(Extracted text Opens)

Ablation Study on RL Training Baseline

Model Short Acc Gain Long Acc Gain Map Score Gain (S/L)
Qwen2.5-VL-3B + RL +2.78% +2.51% +1.06 / +2.39
Qwen2.5-VL-7B + RL +12.94% +18.92% +1.51 / +3.78

Key Findings

  1. Open-source base > reasoning; closed-source reasoning > base: Open-source reasoning models introduce visual confusion during their chain-of-thought (initially correct answers are subsequently self-negated), whereas closed-source reasoning models possess stronger visual grounding and can self-correct visual confusion within the reasoning chain.
  2. Scaling laws still hold: Larger models within the same family achieve higher accuracy with fewer tokens (Qwen2.5-VL-72B short-question Acc of 26.65% vs. 8.68% for the 3B variant).

(Extracted text Closes)
(Supplied information Opens)

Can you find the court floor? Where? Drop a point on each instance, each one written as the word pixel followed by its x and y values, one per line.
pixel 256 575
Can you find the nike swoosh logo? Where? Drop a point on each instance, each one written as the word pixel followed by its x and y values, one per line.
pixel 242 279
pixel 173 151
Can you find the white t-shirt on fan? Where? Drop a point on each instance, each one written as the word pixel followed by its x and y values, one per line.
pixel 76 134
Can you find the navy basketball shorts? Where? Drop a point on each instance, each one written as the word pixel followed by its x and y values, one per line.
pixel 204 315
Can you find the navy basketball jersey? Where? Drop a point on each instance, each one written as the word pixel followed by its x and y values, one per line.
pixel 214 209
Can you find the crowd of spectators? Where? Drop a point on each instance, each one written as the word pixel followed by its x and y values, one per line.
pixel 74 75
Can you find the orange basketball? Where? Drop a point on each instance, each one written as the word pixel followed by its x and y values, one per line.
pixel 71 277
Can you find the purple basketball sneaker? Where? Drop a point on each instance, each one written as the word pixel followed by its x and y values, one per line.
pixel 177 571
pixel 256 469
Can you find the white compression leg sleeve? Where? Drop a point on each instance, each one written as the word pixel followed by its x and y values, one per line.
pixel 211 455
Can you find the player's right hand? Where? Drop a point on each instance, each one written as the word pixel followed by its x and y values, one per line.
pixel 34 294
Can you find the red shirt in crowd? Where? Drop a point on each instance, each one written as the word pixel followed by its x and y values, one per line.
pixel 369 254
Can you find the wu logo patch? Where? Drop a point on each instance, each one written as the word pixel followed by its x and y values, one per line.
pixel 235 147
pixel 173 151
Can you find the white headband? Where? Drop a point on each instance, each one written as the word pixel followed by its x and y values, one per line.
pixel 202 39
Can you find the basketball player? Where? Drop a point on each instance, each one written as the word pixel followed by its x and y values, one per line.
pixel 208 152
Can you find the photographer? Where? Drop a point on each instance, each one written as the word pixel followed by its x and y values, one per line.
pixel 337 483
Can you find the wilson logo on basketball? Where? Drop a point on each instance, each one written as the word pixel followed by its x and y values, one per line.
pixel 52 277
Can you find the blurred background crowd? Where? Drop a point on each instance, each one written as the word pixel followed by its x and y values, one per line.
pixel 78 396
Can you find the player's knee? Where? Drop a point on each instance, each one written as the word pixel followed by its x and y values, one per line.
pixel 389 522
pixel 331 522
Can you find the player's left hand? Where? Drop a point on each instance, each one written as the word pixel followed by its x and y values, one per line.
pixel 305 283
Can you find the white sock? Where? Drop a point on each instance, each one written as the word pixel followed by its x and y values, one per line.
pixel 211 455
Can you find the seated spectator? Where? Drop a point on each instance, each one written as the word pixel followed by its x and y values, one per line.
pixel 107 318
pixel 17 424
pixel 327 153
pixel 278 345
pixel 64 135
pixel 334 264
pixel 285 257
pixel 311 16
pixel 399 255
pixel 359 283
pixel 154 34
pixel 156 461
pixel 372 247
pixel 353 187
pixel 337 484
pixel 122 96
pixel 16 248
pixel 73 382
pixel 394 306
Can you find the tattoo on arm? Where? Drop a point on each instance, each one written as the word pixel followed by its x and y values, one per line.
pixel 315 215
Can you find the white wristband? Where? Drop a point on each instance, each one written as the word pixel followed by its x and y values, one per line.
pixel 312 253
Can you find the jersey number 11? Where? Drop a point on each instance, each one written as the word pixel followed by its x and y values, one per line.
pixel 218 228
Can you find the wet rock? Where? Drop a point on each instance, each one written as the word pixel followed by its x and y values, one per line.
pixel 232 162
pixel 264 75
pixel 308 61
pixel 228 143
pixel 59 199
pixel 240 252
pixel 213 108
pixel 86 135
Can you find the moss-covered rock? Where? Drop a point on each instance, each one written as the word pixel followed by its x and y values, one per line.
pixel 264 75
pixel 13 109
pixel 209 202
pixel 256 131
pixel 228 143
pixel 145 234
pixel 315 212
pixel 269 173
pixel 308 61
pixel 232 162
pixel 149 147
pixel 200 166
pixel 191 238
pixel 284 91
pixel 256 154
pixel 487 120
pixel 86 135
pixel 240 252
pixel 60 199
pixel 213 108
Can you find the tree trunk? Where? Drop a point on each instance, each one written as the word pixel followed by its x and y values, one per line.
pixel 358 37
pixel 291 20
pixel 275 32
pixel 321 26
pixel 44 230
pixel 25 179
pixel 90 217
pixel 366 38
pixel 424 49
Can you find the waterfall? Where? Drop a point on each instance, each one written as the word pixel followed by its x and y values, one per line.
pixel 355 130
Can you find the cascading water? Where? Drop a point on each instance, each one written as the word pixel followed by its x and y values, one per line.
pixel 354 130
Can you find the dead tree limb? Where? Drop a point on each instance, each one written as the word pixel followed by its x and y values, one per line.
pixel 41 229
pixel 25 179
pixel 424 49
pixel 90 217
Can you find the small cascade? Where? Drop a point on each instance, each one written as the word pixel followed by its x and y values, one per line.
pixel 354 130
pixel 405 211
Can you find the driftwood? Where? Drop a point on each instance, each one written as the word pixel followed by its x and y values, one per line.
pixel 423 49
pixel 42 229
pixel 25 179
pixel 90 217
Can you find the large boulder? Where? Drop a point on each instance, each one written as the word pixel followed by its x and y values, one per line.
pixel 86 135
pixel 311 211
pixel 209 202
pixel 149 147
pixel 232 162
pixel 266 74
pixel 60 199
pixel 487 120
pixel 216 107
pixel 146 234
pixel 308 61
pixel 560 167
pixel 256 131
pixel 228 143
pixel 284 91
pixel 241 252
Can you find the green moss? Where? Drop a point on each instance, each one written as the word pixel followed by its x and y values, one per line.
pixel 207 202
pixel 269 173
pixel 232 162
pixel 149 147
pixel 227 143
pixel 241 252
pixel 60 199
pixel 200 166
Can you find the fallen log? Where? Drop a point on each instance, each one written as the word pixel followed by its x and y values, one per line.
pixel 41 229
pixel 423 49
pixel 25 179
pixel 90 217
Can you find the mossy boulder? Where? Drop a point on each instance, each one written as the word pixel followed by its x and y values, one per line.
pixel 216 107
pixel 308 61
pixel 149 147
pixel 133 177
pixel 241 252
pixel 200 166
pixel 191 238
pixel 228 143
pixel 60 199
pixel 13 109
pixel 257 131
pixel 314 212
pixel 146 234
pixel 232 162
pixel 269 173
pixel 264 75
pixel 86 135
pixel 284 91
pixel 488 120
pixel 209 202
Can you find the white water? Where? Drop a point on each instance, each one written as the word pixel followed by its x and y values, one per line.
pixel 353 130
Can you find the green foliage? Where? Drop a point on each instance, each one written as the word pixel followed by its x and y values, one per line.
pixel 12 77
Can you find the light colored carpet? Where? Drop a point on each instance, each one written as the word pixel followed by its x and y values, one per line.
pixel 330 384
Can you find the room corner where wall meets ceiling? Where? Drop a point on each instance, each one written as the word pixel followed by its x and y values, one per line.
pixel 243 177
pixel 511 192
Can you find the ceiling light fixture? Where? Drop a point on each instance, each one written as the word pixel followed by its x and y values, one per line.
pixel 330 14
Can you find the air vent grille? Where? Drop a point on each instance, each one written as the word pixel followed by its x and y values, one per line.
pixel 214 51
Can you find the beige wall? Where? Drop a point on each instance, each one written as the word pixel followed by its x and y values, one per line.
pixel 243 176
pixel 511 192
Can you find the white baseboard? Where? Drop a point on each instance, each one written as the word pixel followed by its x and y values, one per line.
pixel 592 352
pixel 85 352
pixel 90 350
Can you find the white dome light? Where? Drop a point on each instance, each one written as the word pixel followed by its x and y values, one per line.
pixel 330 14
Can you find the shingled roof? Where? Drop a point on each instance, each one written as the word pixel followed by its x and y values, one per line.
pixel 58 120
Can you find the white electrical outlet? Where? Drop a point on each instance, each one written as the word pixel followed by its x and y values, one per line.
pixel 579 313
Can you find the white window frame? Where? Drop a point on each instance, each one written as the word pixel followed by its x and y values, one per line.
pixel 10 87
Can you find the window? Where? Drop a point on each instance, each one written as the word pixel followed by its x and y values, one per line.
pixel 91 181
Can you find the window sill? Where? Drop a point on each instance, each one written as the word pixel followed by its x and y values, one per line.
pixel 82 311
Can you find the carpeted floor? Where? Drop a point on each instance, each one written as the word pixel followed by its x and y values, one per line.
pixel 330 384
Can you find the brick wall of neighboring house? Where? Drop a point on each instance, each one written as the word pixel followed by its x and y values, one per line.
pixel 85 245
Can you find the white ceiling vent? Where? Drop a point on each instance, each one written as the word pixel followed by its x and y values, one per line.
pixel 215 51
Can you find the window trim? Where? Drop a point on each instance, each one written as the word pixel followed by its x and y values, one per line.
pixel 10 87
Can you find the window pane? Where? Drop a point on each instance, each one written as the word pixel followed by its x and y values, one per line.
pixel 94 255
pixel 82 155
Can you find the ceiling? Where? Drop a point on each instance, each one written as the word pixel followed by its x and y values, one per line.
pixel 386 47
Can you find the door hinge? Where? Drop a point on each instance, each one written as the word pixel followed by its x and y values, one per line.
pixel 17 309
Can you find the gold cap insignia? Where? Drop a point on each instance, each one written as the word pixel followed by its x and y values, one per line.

(Supplied information Closes)

* **Tasks to complete**:
[a] Answer these questions about the ablation study text.
(i) What long accuracy gain does Qwen2.5-VL-7B + RL show?
(ii) What short-question accuracy does Qwen2.5-VL-72B reach?
(iii) What do open-source reasoning models introduce during their chain-of-thought?
[b] Rewrite the ablation study text between "Key Findings" and "the reasoning chain.", inclusive, putting "visual ambiguity" wherever "visual confusion" appears.
[c] Summarize the ablation study text in two sentences.
Rely only on the text itself.

* **Activity answers**:
[a]
(i) +18.92%
(ii) 26.65%
(iii) Visual confusion

[b]
Key Findings

  1. Open-source base > reasoning; closed-source reasoning > base: Open-source reasoning models introduce visual ambiguity during their chain-of-thought (initially correct answers are subsequently self-negated), whereas closed-source reasoning models possess stronger visual grounding and can self-correct visual ambiguity within the reasoning chain.

[c] Adding RL training improved both Qwen2.5-VL-3B and Qwen2.5-VL-7B in short accuracy, long accuracy, and map score, and the 7B model gained more. Open-source reasoning models introduce visual confusion during their chain-of-thought, while closed-source reasoning models can self-correct it, and larger models within the same family achieve higher accuracy with fewer tokens.